TASK PROMPT: Which lines in the rows below contain the word "woman"? Report each of them in full.

========================================================================

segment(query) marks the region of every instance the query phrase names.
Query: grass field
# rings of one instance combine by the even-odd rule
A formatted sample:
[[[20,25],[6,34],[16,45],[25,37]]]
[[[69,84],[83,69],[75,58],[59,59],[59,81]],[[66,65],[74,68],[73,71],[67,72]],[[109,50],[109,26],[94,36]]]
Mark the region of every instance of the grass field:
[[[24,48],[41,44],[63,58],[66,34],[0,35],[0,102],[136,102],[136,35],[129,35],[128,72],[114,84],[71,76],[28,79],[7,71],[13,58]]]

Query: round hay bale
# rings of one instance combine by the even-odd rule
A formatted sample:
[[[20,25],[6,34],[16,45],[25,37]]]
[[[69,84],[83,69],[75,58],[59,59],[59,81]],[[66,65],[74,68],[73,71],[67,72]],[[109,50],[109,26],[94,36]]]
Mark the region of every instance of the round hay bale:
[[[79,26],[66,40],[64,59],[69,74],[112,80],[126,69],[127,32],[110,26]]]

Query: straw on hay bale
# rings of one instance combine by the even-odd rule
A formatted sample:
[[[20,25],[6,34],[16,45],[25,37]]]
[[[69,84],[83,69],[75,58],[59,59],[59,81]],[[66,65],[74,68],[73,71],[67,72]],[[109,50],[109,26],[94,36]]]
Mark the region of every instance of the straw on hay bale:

========================================================================

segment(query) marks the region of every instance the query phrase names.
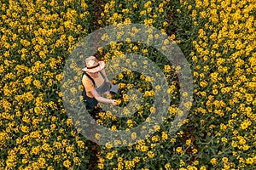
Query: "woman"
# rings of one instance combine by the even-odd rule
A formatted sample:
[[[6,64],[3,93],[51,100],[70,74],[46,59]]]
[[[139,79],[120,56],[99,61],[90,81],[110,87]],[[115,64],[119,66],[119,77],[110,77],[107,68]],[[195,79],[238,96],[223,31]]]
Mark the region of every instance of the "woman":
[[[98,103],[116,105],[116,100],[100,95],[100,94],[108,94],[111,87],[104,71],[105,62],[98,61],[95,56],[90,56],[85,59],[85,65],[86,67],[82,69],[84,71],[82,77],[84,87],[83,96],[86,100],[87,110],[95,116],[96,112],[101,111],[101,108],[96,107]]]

========================================================================

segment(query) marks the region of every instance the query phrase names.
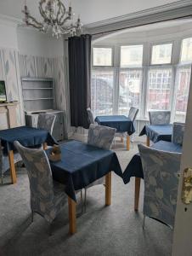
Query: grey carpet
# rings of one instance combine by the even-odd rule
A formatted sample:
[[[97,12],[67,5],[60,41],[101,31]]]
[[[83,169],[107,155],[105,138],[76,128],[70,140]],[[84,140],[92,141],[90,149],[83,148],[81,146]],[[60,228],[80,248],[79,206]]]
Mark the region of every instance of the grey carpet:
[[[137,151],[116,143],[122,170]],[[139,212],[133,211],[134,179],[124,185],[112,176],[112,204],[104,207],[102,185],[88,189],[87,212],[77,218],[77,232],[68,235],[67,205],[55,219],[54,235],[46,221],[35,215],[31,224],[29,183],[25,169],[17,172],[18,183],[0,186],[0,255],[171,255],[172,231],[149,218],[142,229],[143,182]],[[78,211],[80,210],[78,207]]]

========================================================================

RESPONSE:
Query: "woman"
Mark the region of every instance of the "woman":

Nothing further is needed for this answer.